Reading text |
Radiation and chemotherapy is the standard for most patients with cancer. The goal is to kill as many of the tumor cells as possible before resistance develops and the tumor stops responding. Our recent work has discovered that the release of the cellular content (cellular debris) of dead tumor cells into the tumor microenvironment provides the necessary factors that stimulate surviving tumor cells to grow.

This means that traditional therapy is a “double-edged sword”; the very treatment meant to cure your cancer is also helping it survive and grow. There are naturally occurring molecules in the body that are meant to prevent cellular debris from sending these signals; they are called resolvins and protectins because they support the removal of the cellular debris. To survive and grow, tumors must therefore trick the body into turning off the resolvins and protectins, something that they readily do. Resolvin drugs are in clinical trials for autoimmune disease (which are also thought to result from the continued stimulation of inflammation by cellular debris after an infection) and have been well tolerated to date.

Given data |
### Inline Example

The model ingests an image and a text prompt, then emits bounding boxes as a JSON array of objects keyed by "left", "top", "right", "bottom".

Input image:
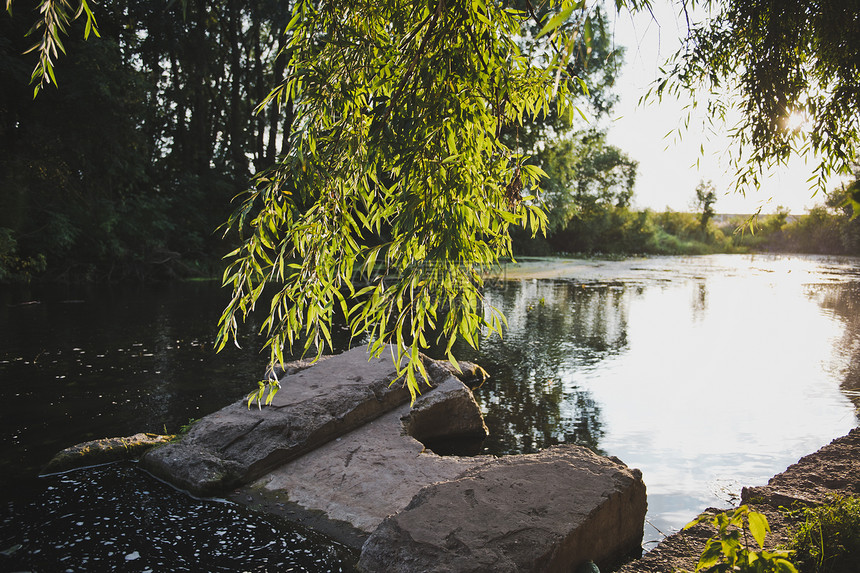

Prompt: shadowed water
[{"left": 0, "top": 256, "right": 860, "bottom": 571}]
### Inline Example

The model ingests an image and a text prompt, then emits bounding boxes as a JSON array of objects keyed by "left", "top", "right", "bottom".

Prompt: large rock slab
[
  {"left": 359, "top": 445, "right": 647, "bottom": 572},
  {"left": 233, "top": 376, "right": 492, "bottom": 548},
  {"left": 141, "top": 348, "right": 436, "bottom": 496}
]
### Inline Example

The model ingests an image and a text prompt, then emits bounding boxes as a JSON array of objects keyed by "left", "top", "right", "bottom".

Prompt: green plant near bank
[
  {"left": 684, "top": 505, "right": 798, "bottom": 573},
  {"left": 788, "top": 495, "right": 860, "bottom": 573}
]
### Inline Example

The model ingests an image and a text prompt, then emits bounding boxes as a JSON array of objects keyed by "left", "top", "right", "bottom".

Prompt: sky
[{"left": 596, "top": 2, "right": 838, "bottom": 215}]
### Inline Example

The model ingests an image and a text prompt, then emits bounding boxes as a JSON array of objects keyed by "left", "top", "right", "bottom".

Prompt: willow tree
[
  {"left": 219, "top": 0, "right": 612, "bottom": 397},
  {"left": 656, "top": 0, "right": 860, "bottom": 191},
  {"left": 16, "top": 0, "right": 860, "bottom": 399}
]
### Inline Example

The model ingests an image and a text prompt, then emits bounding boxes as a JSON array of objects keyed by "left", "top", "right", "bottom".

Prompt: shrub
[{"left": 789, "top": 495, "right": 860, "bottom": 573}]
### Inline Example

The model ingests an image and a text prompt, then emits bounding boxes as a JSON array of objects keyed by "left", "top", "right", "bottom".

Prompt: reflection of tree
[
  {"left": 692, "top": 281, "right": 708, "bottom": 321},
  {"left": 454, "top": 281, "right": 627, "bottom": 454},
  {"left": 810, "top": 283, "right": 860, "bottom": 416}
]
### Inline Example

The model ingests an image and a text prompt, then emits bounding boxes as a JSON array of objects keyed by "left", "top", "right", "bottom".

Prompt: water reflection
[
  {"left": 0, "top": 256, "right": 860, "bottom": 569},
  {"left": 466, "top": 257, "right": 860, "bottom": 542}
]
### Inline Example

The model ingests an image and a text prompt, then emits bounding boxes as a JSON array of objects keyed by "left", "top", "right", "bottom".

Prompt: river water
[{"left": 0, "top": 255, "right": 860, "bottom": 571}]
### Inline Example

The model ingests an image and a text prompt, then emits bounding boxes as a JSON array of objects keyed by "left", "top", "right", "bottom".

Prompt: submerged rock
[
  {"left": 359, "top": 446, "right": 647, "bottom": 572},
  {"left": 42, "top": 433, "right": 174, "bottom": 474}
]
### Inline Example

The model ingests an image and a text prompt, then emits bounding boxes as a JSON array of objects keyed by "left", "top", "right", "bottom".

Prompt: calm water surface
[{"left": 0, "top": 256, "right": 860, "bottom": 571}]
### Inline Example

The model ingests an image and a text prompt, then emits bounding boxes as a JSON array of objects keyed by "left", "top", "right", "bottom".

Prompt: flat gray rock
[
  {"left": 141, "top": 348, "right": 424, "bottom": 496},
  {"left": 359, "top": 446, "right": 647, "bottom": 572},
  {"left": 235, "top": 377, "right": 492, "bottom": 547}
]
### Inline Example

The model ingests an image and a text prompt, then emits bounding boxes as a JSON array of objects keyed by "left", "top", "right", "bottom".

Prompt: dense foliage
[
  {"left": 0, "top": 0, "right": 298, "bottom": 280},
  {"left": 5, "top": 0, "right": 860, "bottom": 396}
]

Questions to answer |
(1) Decide whether each statement below agrees with the cancer treatment text. Answer yes or no for each, quoting the words of the text that decide it.
(a) Resolvins and protectins support the removal of cellular debris.
(b) The aim of radiation and chemotherapy is to kill tumor cells after resistance develops.
(c) Tumors readily trick the body into turning off resolvins and protectins.
(2) Repeat the stretch of the cancer treatment text from "This means that" through "tolerated to date." word for word.
(3) Go on with the cancer treatment text, starting after its final sentence.

Answers by item |
(1)
(a) Yes: "they are called resolvins and protectins because they support the removal of the cellular debris."
(b) No: "The goal is to kill as many of the tumor cells as possible before resistance develops and the tumor stops responding."
(c) Yes: "tumors must therefore trick the body into turning off the resolvins and protectins, something that they readily do."

(2)
This means that traditional therapy is a “double-edged sword”; the very treatment meant to cure your cancer is also helping it survive and grow. There are naturally occurring molecules in the body that are meant to prevent cellular debris from sending these signals; they are called resolvins and protectins because they support the removal of the cellular debris. To survive and grow, tumors must therefore trick the body into turning off the resolvins and protectins, something that they readily do. Resolvin drugs are in clinical trials for autoimmune disease (which are also thought to result from the continued stimulation of inflammation by cellular debris after an infection) and have been well tolerated to date.

(3)
Project Goal:

This proposal will evaluate the role of resolvins and protectins in pediatric medulloblastoma, which cell type in the brain regulates this process (is it the same cell type outside the brain) and test these new drugs to see if targeting this pathway can effectively reduce the stimulatory signal that tumor cells receive with therapy. This new and innovative approach could have significant implications to many pediatric and even adult tumors.